- Available data -

◇ ◇ ◇

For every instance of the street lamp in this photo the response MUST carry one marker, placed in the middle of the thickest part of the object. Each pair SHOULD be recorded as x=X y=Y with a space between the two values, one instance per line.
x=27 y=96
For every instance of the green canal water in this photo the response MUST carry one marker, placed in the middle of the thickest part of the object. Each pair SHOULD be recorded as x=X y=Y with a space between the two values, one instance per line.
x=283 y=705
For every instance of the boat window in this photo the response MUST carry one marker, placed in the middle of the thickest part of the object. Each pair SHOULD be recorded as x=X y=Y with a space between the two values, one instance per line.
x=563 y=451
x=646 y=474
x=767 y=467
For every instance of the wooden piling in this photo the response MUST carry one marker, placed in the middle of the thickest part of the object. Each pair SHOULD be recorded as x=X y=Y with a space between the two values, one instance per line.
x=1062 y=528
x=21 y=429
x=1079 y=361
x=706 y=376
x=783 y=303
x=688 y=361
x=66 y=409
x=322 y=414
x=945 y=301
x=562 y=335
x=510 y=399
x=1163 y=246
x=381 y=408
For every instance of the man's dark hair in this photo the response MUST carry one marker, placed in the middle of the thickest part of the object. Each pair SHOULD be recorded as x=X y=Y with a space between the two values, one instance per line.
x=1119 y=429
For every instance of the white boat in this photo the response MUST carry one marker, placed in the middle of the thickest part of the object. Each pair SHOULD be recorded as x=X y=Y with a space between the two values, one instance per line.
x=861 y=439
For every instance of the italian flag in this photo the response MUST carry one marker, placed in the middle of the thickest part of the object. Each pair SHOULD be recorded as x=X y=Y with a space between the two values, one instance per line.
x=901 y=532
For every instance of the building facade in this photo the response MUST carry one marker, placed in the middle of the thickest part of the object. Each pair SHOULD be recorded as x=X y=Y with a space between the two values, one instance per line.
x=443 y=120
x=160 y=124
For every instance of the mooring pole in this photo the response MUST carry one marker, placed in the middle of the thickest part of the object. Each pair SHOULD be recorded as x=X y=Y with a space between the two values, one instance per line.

◇ ◇ ◇

- Action item -
Restate every line of the data word for word.

- Task answer -
For every instance of the street lamp in this photo the response MUST carry one marker, placed in the middle of the thickest part of the object. Each pair SHOULD be recorded as x=X y=Y with a space between the two values, one instance per line.
x=27 y=96
For every instance of the green canal water in this photo the response MUST carry one marker, placed in the middle of the thickest part of the object. Each pair SHOULD be recorded as x=X y=Y with a space between the two values, one instance per line.
x=283 y=705
For every instance of the boat window in this photo the response MUST carry one marker, placed in the middle of the thickest part of the object. Each pair SHOULD be recorded as x=X y=Y with a space between the two values, one instance per line.
x=563 y=451
x=646 y=474
x=767 y=467
For every instance of the wooden piling in this photo the response MUST carry one marker, placed in the middle of the thickest part of the object. Each pair SHOULD be recorded as x=X y=Y with a space between the two values, one instance per line.
x=1062 y=528
x=21 y=429
x=1079 y=361
x=706 y=376
x=783 y=303
x=688 y=361
x=66 y=409
x=322 y=414
x=945 y=301
x=562 y=335
x=510 y=399
x=1163 y=246
x=381 y=408
For every instance of the man's dark hair in this photo the response MUST carry one marker, placed in the middle of the thickest part of the object. Each pair SHOULD be recorded as x=X y=Y with a space between the two values, one instance per line.
x=1119 y=429
For every instance of the white boat in this photo the response MUST carry one marker, placed in the middle of the thickest part of the object. Each pair SHOULD be recorded as x=X y=Y with a space between the two values, one instance per line.
x=861 y=439
For every instance of the italian flag in this photo the response MUST carry one marker, placed in the middle of the thickest part of the object. Each pair SHOULD be recorded as x=X y=Y with a space between the two values, one instance per line.
x=901 y=532
For every instance of the building facade in this photo the response MUST carry one marker, placed in the middle of the thickest part of the object. Each pair SHOULD be recorded as x=X y=Y with a space between the two values, one instance per line.
x=443 y=120
x=160 y=124
For every instance of the mooring pole in this photo the response MUST carry one marker, placed in the middle of the thickest part of the object. Each pair SHOULD be recorded as x=X y=Y with a space between the two values, one instance per line.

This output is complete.